··· SELECTED PASSAGE
Welcome to the Jungle: Homelessness in the Golden State
Home to numerous prominent names in the tech industry like Google and Apple, the Silicon Valley is known for being an extremely affluent pocket of the San Francisco Bay Area. Paradoxically, it was also home to one of the nation’s largest homeless encampments until recently. Located in south San Jose, the encampment known as “the Jungle” was a 68-acre zone with over 250 occupants. On Thurs., Dec 4, police and social workers acted on orders to disband the encampment, taking apart makeshift tents and shelters, and forcing residents out of the space.
The fact that the Jungle was located in the heart of one of the wealthiest regions in the nation helps paint the perfect picture of income inequality. Understanding the problem of homelessness requires us to start constructive conversations on poverty and what we can do to alleviate it.
Homelessness: a visible problem
California has the highest poverty rate in the United States, ranging between 16 and 23.4 percent of residents, depending on the method of calculation. According to the U.S. Department of Housing and Urban Development, as of January 2013, 136,826 Californians were homeless, accounting for over 22 percent of the nation’s homeless population. 66.7 percent of homeless Californians were unsheltered. The National Center on Family Homelessness reports that 5.7 percent of Californian children are homeless, the second-highest child homelessness rate in the nation after New York. Moreover, the state is also ranked 49th in effectiveness of child homeless policy.
······
LIST OF TASKS ::
[1] In the article on homelessness in California, how many acres did the encampment called "the Jungle" cover?
[2] Please extend the article on homelessness in California, picking up after its final paragraph.
··· LISTED ENTRIES
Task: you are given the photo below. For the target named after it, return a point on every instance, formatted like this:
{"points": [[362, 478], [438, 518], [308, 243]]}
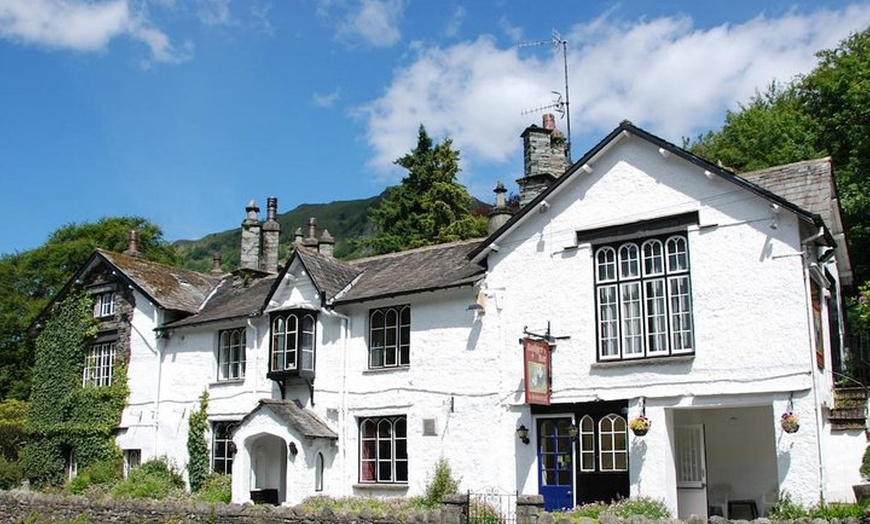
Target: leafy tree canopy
{"points": [[826, 112], [429, 206], [29, 279]]}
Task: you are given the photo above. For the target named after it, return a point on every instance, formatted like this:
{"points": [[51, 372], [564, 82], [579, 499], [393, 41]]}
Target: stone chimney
{"points": [[216, 264], [271, 235], [499, 214], [133, 246], [311, 239], [545, 158], [326, 244], [250, 252]]}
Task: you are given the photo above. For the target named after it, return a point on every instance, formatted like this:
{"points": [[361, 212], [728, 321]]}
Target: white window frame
{"points": [[294, 338], [643, 298], [222, 455], [383, 453], [105, 304], [99, 365], [232, 349], [390, 337], [612, 443]]}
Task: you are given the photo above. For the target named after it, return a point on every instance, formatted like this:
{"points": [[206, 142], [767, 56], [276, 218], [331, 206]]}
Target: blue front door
{"points": [[555, 463]]}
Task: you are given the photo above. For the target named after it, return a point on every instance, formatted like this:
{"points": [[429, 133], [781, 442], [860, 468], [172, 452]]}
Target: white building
{"points": [[657, 284]]}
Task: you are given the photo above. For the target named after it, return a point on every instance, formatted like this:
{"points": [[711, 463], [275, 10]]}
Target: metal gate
{"points": [[491, 506]]}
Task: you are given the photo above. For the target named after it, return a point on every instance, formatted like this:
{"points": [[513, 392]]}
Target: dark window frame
{"points": [[232, 354], [383, 450], [390, 337]]}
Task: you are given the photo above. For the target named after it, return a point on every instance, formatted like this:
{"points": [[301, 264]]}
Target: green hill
{"points": [[346, 220]]}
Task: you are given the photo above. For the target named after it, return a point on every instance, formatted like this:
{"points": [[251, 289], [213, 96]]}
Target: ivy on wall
{"points": [[197, 447], [64, 417]]}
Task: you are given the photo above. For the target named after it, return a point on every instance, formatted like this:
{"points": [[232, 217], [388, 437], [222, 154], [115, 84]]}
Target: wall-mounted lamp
{"points": [[523, 434], [573, 431]]}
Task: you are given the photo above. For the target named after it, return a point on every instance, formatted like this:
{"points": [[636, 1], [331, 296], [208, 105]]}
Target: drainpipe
{"points": [[342, 414], [813, 372], [160, 342], [255, 373]]}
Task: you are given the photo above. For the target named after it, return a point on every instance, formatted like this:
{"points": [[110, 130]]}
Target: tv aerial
{"points": [[559, 105]]}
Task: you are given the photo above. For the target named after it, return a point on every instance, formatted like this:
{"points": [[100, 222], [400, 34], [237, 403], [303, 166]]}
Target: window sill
{"points": [[228, 382], [377, 371], [654, 361], [383, 487]]}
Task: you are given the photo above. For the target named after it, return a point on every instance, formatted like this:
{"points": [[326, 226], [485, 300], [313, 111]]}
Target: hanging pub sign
{"points": [[536, 364]]}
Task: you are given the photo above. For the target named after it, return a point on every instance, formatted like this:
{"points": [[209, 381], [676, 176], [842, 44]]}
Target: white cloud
{"points": [[455, 23], [83, 26], [664, 74], [325, 101], [369, 22]]}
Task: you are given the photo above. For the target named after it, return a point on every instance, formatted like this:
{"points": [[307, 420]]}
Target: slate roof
{"points": [[329, 275], [172, 288], [303, 421], [626, 128], [416, 270], [233, 298], [808, 184]]}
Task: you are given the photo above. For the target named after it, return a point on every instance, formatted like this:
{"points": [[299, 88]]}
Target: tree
{"points": [[826, 112], [429, 206], [31, 278]]}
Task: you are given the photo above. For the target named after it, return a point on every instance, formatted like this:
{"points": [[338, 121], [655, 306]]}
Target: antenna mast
{"points": [[562, 106]]}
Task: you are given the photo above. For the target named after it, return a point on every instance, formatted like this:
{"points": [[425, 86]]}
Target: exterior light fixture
{"points": [[573, 431], [523, 434]]}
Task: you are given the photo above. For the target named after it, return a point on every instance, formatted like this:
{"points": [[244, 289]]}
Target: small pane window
{"points": [[390, 337], [231, 354], [98, 365], [644, 310], [384, 450]]}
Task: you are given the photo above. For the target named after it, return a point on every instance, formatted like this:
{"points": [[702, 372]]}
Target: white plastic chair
{"points": [[717, 499]]}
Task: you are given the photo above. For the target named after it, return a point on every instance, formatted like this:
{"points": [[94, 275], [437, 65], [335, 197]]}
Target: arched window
{"points": [[613, 443], [293, 341], [643, 298]]}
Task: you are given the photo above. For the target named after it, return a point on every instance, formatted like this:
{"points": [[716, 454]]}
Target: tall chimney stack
{"points": [[250, 251], [545, 157], [271, 236]]}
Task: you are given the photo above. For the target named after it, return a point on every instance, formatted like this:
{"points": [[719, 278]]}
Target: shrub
{"points": [[154, 479], [10, 473], [787, 508], [441, 483], [216, 488], [103, 473], [652, 509]]}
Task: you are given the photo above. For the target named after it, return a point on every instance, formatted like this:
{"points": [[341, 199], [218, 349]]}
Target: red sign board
{"points": [[536, 366]]}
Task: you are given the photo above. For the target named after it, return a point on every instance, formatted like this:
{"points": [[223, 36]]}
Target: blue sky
{"points": [[183, 110]]}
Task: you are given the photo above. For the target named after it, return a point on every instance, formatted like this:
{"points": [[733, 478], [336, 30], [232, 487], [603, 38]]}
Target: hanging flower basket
{"points": [[789, 422], [639, 425]]}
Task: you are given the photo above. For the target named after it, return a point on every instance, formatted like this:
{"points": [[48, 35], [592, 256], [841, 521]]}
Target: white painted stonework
{"points": [[753, 360]]}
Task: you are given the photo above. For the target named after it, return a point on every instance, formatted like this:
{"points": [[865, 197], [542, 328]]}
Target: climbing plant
{"points": [[66, 419], [197, 447]]}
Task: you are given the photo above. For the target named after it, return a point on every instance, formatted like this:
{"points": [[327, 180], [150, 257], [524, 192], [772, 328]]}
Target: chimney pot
{"points": [[133, 246], [216, 264], [549, 121]]}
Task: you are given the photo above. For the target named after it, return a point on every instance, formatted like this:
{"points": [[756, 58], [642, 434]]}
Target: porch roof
{"points": [[300, 419]]}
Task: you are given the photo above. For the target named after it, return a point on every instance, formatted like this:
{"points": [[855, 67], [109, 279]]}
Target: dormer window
{"points": [[105, 305], [292, 351]]}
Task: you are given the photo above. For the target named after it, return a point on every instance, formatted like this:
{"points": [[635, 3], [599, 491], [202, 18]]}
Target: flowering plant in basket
{"points": [[639, 425], [789, 422]]}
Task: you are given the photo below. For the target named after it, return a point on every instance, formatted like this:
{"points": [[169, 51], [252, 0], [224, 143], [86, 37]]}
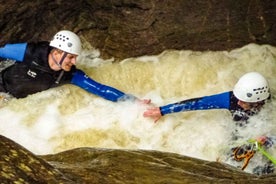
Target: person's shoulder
{"points": [[39, 43]]}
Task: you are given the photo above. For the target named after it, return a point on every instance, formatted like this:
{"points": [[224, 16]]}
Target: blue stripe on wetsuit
{"points": [[218, 101], [13, 51], [106, 92]]}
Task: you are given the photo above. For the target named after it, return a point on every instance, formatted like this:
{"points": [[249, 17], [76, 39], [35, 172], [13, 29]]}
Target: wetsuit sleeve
{"points": [[13, 51], [106, 92], [218, 101]]}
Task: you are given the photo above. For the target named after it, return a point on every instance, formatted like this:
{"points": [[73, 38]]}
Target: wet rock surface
{"points": [[91, 165], [131, 28]]}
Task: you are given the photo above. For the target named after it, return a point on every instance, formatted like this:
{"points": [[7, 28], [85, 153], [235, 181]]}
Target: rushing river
{"points": [[68, 117]]}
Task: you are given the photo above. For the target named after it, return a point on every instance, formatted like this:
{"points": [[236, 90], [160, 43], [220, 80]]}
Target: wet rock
{"points": [[19, 165], [94, 165]]}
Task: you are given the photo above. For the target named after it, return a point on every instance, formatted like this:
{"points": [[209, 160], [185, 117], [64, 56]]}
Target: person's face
{"points": [[244, 105], [68, 61]]}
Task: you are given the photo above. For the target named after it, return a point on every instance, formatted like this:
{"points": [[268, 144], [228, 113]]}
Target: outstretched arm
{"points": [[219, 101], [109, 93], [13, 51]]}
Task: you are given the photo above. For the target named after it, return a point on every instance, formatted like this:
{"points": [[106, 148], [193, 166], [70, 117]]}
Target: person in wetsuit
{"points": [[248, 96], [43, 65]]}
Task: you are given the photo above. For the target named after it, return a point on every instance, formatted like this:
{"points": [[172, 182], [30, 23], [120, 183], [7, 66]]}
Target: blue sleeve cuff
{"points": [[106, 92], [219, 101], [13, 51]]}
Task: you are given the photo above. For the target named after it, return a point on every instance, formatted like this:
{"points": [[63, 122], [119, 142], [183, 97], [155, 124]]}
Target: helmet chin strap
{"points": [[59, 64]]}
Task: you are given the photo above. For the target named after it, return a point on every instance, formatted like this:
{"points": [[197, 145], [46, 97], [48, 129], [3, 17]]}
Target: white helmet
{"points": [[251, 87], [67, 41]]}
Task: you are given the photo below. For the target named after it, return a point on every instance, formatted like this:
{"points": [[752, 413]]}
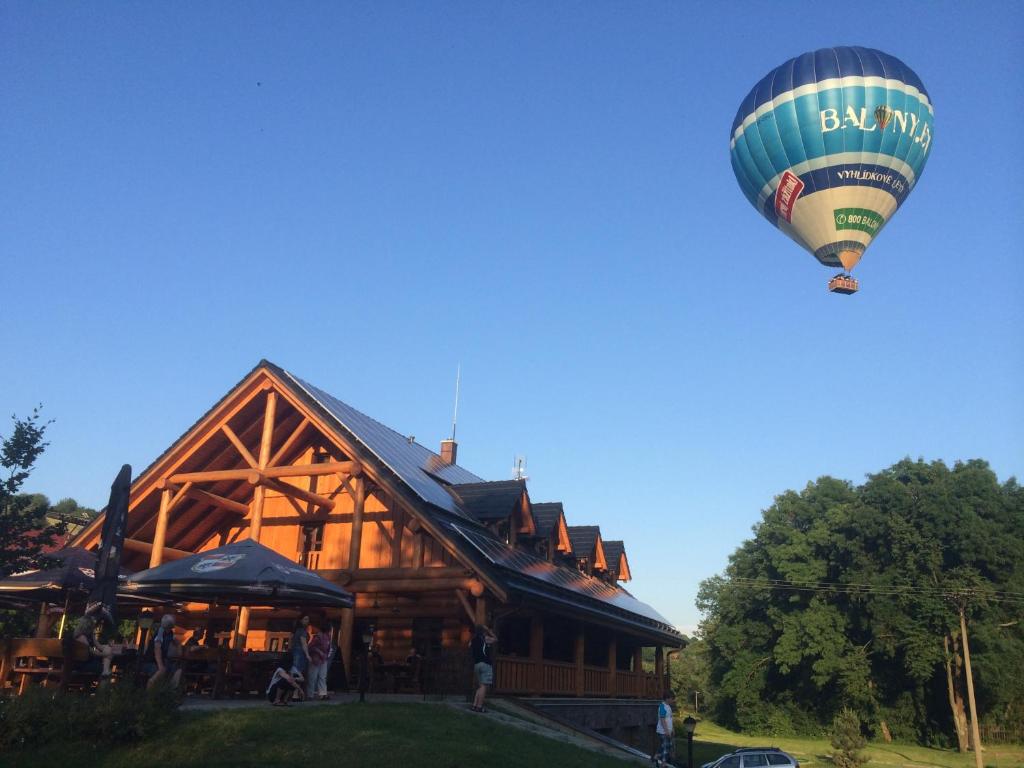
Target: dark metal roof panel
{"points": [[562, 580], [546, 516], [415, 465], [584, 539], [488, 501]]}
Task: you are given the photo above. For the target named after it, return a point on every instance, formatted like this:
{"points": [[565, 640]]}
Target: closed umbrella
{"points": [[241, 573]]}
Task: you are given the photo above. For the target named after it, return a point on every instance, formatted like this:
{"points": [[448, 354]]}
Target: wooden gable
{"points": [[263, 464]]}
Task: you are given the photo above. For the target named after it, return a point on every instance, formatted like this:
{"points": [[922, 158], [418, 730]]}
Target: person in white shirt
{"points": [[665, 729]]}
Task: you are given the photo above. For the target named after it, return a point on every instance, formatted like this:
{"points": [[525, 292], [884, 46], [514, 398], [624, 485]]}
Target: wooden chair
{"points": [[43, 659]]}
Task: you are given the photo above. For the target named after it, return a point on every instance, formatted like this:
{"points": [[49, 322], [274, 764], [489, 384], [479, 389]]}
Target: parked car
{"points": [[755, 757]]}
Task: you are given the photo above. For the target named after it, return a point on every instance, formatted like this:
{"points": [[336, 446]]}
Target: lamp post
{"points": [[689, 725]]}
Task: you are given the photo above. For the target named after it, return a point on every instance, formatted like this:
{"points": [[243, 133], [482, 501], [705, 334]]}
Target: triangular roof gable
{"points": [[619, 565], [587, 543], [550, 517], [207, 440], [497, 500]]}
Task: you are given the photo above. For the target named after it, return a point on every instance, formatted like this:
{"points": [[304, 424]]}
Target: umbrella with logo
{"points": [[71, 572], [241, 573]]}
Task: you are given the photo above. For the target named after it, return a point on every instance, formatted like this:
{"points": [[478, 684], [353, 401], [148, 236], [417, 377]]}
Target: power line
{"points": [[853, 588]]}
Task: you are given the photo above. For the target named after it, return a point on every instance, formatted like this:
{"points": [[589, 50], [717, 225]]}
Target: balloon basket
{"points": [[844, 284]]}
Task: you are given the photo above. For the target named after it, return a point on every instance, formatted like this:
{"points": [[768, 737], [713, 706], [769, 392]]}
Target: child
{"points": [[283, 686], [665, 732]]}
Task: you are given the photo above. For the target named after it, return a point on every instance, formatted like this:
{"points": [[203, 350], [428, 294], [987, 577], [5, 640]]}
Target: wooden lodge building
{"points": [[428, 548]]}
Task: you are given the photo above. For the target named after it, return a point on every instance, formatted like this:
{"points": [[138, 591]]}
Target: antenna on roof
{"points": [[519, 468], [455, 417]]}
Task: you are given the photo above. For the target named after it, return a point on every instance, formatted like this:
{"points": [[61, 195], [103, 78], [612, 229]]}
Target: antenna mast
{"points": [[455, 417]]}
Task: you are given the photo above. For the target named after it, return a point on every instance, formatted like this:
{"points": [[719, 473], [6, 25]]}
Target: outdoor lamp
{"points": [[689, 725]]}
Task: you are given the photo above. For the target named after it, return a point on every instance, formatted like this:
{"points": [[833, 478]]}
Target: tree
{"points": [[842, 599], [25, 534], [848, 739]]}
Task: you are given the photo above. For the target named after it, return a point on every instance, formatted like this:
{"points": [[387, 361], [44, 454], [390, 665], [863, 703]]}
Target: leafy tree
{"points": [[842, 598], [848, 740], [24, 531]]}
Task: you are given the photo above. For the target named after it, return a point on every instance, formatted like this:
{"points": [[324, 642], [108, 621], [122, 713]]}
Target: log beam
{"points": [[308, 470], [134, 545], [344, 576], [461, 594], [289, 442], [217, 501], [578, 657], [240, 446], [473, 586], [306, 496], [251, 476], [356, 535]]}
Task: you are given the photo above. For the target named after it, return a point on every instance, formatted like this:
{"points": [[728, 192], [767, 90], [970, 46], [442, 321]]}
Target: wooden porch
{"points": [[514, 675]]}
······
SET OF ANSWERS ::
[1] 68 acres

[2]
When we acknowledge the fact that homelessness is literally a visible problem that we can witness simply by walking around our communities, we shouldn’t be surprised that California’s existing solutions are why it’s ranked so poorly in dealing with this issue. For instance, in November, the city of Manteca passed a ban on homeless people sleeping outside. In 2013, Palo Alto banned homeless people from sleeping in their cars – however, this ban was recently repealed. These measures are ineffective because they criminalize poverty and consequently dehumanize the homeless. Telling the homeless to “get off the street” hardly eradicates the problem of homelessness, making it a shoddy Band-Aid solution at best.
As one op-ed in the San Jose Mercury News points out, “homelessness is location agnostic.” Disbanding the Jungle encampment was not an effective method of addressing homelessness, because new encampments will only continue to form in other locations.
The Jungle’s residents were warned months in advance that the encampment would be disbanded, and the city of San Jose was able to find housing for 144 people and promised to subsidize their rent for two years. But on Dec. 4, around 60 people were still unable to find housing despite being given subsidy vouchers.
For instance, one resident, Robert Aguirre, an unemployed tech worker, received a $900-a-month housing voucher and has submitted rental applications for over 20 apartment complexes. However, many apartment waiting lists are up to two years long. This problem is further augmented by the fact that the median housing cost for low-income households in California is $1,250 per month, according to the Center on Budget and Policy Priorities.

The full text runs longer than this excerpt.